## [Questions to answer]
a – In the piece on the 1954 Belgian Grand Prix, who finished second in the race?
b – Quote the portion of the 1954 Belgian Grand Prix piece that begins with the words containing "The opening race" and ends with "the season opener.".

Source document Block Start

The 1954 Belgian Grand Prix was a Formula One motor race held at Spa-Francorchamps on 20 June 1954. It was race 3 of 9 in the 1954 World Championship of Drivers. The 36-lap race was won by Maserati driver Juan Manuel Fangio after he started from pole position. Maurice Trintignant finished second for the Ferrari team with Fangio's teammate Stirling Moss in third.

== Background ==

The opening race of the 1954 Formula One season was held in Argentina in January and won by Juan Manuel Fangio driving a Maserati. The second race that counted towards the year's World Championship of Drivers, the 1954 Indianapolis 500, was, as in the years before, not attended by the European drivers (and won for the second time by Bill Vukovich). After the cancellation of the Dutch Grand Prix at Zandvoort, the Belgian Grand Prix was the season's first championship race on European soil, held five months after the season opener.

Source document Block End
Exercise data Block Start

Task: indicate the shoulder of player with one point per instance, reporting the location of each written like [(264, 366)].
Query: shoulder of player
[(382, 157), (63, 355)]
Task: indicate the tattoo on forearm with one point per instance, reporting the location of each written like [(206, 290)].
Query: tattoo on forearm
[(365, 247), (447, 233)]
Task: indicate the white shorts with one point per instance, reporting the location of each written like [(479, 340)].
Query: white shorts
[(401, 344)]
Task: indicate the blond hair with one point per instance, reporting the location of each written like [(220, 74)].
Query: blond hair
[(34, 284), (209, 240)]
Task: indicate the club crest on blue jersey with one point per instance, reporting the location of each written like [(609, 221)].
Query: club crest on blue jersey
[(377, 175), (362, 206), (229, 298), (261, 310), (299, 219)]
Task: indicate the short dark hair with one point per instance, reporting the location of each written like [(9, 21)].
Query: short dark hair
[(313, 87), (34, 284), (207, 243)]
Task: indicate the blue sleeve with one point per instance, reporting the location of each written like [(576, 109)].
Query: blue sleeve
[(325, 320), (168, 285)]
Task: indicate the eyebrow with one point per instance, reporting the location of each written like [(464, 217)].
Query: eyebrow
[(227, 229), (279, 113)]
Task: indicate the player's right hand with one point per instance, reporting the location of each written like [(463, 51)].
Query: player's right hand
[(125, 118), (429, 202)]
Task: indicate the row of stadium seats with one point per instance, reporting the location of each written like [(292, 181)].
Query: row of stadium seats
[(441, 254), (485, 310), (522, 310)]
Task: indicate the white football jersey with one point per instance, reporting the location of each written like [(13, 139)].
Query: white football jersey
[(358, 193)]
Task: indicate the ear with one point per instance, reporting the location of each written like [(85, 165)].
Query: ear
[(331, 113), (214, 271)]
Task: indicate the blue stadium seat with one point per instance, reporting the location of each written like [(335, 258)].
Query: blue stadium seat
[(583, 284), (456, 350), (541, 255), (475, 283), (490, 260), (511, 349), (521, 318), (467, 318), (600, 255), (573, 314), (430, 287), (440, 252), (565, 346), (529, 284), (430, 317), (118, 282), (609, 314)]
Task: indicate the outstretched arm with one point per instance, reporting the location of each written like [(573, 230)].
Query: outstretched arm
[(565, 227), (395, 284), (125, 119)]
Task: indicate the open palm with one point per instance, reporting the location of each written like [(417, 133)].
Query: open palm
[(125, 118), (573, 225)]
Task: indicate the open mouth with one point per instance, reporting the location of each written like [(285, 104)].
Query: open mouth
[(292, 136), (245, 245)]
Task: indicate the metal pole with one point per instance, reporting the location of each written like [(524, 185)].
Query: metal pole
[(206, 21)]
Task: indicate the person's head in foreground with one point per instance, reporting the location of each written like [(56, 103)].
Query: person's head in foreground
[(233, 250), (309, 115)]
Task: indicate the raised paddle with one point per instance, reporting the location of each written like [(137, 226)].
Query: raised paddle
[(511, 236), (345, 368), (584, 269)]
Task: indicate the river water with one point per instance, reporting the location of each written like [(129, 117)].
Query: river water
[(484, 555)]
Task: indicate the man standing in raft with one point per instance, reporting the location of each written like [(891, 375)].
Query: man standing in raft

Exercise data Block End

## [Responses for each task]
a – Maurice Trintignant, driving for Ferrari.

b –
The opening race of the 1954 Formula One season was held in Argentina in January and won by Juan Manuel Fangio driving a Maserati. The second race that counted towards the year's World Championship of Drivers, the 1954 Indianapolis 500, was, as in the years before, not attended by the European drivers (and won for the second time by Bill Vukovich). After the cancellation of the Dutch Grand Prix at Zandvoort, the Belgian Grand Prix was the season's first championship race on European soil, held five months after the season opener.